> Problem statement
Return, from the lines below, each one that includes the word "tent".

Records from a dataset
Segment Open

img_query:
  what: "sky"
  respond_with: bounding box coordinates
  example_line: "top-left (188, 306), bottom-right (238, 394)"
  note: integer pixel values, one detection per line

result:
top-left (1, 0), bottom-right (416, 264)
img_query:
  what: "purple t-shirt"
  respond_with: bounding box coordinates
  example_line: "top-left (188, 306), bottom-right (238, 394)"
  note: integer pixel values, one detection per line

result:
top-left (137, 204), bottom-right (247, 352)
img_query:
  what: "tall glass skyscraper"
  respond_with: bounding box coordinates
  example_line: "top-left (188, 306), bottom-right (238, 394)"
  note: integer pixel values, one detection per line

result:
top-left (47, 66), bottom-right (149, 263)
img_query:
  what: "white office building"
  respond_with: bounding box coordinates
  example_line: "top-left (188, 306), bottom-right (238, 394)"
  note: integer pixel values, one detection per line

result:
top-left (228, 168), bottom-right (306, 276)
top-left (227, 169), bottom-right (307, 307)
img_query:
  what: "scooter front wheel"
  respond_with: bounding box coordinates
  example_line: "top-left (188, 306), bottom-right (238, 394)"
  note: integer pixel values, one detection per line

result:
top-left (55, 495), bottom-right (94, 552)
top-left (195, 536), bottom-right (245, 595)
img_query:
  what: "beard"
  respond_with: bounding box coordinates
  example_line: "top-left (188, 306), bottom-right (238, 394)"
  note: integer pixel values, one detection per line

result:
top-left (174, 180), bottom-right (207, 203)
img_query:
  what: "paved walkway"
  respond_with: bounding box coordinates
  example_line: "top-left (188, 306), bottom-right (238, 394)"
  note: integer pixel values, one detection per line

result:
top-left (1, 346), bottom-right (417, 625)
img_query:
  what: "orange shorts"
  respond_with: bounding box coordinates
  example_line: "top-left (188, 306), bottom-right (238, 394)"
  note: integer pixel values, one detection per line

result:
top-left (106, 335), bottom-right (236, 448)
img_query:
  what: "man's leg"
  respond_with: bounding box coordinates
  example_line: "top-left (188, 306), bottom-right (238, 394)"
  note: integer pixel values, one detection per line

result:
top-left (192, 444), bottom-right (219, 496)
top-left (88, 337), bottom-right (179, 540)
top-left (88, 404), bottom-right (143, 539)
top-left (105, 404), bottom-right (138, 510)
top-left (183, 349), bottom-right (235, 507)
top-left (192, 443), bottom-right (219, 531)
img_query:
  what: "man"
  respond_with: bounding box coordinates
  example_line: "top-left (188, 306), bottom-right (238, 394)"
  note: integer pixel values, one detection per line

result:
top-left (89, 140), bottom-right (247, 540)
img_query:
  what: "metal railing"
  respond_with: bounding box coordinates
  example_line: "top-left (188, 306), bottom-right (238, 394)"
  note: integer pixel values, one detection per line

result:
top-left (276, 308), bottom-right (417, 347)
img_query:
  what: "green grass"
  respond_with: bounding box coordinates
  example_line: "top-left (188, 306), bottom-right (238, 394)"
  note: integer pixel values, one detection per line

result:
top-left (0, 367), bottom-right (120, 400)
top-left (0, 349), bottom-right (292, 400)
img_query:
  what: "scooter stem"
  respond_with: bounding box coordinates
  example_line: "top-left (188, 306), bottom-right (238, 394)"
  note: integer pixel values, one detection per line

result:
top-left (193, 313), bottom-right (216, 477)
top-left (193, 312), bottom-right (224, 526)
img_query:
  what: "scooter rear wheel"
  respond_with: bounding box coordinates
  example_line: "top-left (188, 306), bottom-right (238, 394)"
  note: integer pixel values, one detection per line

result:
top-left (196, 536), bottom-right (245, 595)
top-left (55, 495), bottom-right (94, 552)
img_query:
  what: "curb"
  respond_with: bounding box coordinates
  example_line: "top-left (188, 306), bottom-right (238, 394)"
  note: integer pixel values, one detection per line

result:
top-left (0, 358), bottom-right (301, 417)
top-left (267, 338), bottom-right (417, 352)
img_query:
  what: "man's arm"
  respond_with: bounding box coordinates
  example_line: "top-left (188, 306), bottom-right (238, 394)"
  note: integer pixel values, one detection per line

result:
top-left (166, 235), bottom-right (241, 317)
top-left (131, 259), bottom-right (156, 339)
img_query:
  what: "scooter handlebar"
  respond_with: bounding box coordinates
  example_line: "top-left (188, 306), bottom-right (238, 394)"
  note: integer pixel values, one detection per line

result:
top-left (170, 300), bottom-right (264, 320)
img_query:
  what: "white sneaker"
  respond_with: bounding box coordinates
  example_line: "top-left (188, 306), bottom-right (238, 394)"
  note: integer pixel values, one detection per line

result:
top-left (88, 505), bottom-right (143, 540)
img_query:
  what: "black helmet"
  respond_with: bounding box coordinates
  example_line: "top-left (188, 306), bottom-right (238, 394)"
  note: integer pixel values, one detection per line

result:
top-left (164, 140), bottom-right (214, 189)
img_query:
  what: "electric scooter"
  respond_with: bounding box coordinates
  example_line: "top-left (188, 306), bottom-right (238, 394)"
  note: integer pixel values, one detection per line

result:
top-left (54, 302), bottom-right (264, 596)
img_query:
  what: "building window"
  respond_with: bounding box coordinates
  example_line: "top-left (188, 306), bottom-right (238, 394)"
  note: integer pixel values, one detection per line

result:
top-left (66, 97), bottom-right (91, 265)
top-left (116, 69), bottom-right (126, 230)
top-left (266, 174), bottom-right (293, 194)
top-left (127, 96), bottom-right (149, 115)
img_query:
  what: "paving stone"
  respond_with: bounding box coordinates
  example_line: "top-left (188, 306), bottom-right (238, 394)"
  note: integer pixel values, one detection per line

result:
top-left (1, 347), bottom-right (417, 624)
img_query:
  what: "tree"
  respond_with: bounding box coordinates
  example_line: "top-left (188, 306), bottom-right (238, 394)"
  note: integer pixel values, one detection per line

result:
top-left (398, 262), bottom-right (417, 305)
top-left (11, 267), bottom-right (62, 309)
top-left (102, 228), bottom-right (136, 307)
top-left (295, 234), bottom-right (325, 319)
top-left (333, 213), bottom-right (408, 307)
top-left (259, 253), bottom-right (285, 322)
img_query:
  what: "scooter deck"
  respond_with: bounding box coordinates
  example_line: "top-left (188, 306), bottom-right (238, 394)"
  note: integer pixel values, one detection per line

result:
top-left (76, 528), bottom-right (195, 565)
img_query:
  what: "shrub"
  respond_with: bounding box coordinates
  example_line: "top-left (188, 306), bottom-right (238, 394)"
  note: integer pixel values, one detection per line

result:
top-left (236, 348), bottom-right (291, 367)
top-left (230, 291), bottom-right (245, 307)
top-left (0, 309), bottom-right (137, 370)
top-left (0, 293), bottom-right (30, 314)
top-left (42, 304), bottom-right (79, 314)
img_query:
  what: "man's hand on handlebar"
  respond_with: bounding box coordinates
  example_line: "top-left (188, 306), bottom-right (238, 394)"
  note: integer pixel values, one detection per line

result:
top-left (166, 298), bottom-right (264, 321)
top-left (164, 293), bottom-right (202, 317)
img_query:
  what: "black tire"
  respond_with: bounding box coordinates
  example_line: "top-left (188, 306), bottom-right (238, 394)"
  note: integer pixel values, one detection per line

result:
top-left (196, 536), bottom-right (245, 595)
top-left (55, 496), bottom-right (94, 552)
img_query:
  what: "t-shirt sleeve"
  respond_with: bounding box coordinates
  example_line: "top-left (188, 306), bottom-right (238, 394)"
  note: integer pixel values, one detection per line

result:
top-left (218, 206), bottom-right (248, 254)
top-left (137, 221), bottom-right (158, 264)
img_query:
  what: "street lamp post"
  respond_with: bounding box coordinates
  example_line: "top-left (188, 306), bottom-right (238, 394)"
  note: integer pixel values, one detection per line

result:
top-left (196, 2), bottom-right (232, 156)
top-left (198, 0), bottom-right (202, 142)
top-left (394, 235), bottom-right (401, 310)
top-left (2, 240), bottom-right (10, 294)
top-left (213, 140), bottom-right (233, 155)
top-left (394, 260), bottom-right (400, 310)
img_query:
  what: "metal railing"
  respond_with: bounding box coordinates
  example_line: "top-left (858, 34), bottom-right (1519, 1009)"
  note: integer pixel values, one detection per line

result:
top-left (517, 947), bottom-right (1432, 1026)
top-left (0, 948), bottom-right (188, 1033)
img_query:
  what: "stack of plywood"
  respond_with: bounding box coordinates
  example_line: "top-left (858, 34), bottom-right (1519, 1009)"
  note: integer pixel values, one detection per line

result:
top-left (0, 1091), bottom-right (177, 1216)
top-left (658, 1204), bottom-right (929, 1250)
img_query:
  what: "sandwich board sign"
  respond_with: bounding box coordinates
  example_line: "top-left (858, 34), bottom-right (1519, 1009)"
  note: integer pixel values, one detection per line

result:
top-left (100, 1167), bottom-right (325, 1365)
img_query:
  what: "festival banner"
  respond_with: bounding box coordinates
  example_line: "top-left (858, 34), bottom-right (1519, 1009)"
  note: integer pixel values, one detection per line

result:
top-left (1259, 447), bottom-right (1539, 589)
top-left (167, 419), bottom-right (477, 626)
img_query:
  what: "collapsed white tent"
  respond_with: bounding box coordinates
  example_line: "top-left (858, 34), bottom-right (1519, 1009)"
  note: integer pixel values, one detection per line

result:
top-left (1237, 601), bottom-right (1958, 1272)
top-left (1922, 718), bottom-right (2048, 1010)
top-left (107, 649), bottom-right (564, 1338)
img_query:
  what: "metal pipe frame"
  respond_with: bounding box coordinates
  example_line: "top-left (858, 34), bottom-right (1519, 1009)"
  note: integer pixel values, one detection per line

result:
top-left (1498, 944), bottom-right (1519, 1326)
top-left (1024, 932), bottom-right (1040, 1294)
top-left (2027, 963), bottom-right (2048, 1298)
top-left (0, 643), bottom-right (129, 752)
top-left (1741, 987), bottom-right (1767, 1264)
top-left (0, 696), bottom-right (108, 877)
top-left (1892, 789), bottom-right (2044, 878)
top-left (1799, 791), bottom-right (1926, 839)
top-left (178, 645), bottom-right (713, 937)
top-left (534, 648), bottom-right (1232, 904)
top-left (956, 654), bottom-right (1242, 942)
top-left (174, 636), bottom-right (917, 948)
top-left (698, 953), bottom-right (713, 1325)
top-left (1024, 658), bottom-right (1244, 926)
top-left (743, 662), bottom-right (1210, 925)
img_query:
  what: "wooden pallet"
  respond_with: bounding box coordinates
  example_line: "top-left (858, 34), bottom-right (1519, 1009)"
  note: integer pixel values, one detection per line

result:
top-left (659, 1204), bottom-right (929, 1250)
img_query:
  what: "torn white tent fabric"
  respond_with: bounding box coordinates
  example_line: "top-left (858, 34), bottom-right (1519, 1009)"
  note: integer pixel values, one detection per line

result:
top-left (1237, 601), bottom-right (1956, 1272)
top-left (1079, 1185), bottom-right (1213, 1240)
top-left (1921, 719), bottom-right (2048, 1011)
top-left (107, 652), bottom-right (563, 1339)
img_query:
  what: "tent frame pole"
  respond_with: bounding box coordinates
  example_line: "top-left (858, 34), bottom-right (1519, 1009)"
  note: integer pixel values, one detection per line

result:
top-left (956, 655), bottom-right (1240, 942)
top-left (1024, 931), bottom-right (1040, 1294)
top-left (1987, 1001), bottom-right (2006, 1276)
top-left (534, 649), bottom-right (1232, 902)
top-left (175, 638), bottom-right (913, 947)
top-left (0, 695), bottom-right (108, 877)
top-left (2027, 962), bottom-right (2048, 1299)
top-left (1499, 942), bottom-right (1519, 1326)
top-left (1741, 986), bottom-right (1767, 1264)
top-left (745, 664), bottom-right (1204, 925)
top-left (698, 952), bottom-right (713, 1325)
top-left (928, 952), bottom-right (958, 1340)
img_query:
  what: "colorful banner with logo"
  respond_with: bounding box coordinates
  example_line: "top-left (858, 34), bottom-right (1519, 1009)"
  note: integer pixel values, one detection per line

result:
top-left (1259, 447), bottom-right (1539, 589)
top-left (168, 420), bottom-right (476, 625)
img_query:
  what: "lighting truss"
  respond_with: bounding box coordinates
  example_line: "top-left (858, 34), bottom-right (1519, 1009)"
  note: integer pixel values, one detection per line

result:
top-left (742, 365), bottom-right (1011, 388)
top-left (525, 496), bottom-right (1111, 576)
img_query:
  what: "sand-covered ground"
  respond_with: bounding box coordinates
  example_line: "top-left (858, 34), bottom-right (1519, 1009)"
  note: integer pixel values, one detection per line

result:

Segment Closed

> Answer to this task
  what: "collapsed white tent"
  what: "torn white tent fabric"
  what: "tent frame pole"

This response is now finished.